Input:
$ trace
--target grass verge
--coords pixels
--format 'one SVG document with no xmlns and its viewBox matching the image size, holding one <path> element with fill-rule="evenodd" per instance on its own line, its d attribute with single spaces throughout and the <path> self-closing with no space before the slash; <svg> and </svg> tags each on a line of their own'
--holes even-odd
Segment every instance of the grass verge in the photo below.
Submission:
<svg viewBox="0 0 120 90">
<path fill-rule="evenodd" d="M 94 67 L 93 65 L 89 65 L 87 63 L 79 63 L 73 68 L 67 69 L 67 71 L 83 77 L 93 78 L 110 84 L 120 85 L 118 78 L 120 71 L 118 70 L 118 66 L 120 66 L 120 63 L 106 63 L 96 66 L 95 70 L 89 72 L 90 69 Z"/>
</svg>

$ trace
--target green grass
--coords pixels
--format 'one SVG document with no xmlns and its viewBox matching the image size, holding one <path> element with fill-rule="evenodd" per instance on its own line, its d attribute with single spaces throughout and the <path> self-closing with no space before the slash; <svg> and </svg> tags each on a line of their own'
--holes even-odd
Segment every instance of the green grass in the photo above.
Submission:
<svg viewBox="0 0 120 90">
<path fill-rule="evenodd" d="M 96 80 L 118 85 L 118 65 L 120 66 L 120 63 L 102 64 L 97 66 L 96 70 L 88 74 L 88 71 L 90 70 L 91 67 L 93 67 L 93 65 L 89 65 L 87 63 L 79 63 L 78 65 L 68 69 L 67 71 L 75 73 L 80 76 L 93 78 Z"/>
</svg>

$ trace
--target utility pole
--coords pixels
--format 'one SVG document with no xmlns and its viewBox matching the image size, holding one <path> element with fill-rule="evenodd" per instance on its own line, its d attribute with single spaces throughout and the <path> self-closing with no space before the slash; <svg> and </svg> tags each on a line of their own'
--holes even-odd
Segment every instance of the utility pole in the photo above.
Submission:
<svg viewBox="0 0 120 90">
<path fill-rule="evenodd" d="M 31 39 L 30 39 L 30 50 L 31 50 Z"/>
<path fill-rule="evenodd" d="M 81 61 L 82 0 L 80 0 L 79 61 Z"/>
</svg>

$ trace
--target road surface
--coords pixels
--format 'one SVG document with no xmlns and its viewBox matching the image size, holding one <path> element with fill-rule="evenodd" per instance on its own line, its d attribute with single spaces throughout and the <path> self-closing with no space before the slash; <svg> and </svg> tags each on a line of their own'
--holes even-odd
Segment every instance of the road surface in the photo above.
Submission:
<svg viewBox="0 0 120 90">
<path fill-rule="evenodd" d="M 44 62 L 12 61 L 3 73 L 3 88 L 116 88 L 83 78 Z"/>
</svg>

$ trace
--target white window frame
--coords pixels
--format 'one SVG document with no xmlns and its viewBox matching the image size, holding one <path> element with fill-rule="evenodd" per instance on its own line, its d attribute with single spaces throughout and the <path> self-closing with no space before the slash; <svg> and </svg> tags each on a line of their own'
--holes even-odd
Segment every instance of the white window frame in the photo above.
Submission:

Work to complete: Reproduce all of the records above with every occurrence of "Submission" replaced by "Output", leaving everything else unchanged.

Result of this task:
$ trace
--target grass verge
--coords pixels
--format 'one SVG document with no xmlns and its viewBox matching the image size, holding one <path> element with fill-rule="evenodd" per instance on its own line, its d attribute with single spaces throughout and the <path> self-closing with no space before the slash; <svg> and </svg> tags each on a line of their own'
--holes even-odd
Segment every instance of the grass verge in the photo below.
Output:
<svg viewBox="0 0 120 90">
<path fill-rule="evenodd" d="M 94 67 L 93 65 L 89 65 L 87 63 L 79 63 L 73 68 L 67 69 L 67 71 L 83 77 L 93 78 L 110 84 L 120 85 L 118 78 L 120 71 L 118 70 L 118 66 L 120 66 L 120 63 L 106 63 L 96 66 L 95 70 L 89 72 L 90 69 Z"/>
</svg>

$ trace
--target green grass
--coords pixels
--format 'one SVG document with no xmlns and its viewBox matching the image size, holding one <path> element with fill-rule="evenodd" per instance on its own line, its d attribute with single spaces throughout and the <path> self-closing with no space before the slash; <svg> and </svg> tags each on a line of their own'
--holes even-odd
Segment every instance of the green grass in the photo above.
Output:
<svg viewBox="0 0 120 90">
<path fill-rule="evenodd" d="M 96 80 L 118 85 L 118 65 L 120 66 L 120 63 L 102 64 L 97 66 L 96 70 L 88 74 L 88 71 L 90 70 L 91 67 L 93 67 L 93 65 L 89 65 L 87 63 L 79 63 L 78 65 L 68 69 L 67 71 L 75 73 L 80 76 L 93 78 Z"/>
</svg>

$ trace
--target utility pole
--coords pixels
--format 'one SVG document with no xmlns and its viewBox matching the image size, holding one <path> element with fill-rule="evenodd" per instance on its own line, its d attribute with single spaces throughout and the <path> self-closing with no space before the slash; <svg> and </svg> tags each on a line of their own'
--holes even-odd
Segment every instance of the utility pole in the photo above.
Output:
<svg viewBox="0 0 120 90">
<path fill-rule="evenodd" d="M 31 39 L 30 39 L 30 50 L 31 50 Z"/>
<path fill-rule="evenodd" d="M 81 61 L 82 0 L 80 0 L 79 61 Z"/>
</svg>

$ trace
--target road surface
--coords pixels
--format 'one SVG document with no xmlns and its viewBox matching the image size, holding one <path> element with fill-rule="evenodd" per instance on its own line, its d attribute with single spaces throughout and the <path> self-closing with no space before the slash; <svg> and </svg> tags each on a line of their own'
--holes even-odd
Segment every instance of the road surface in the photo above.
Output:
<svg viewBox="0 0 120 90">
<path fill-rule="evenodd" d="M 44 62 L 12 61 L 3 73 L 3 88 L 116 88 L 83 78 Z"/>
</svg>

$ trace
--target white window frame
--coords pixels
--format 'one SVG document with no xmlns and its viewBox matching the image size, holding one <path> element with fill-rule="evenodd" per instance on its own line, its d attribute with single spaces throughout and the <path> self-closing with no space before the slash; <svg> and </svg> tags each on a line of their own'
--holes even-odd
Segment every instance of the white window frame in the photo above.
Output:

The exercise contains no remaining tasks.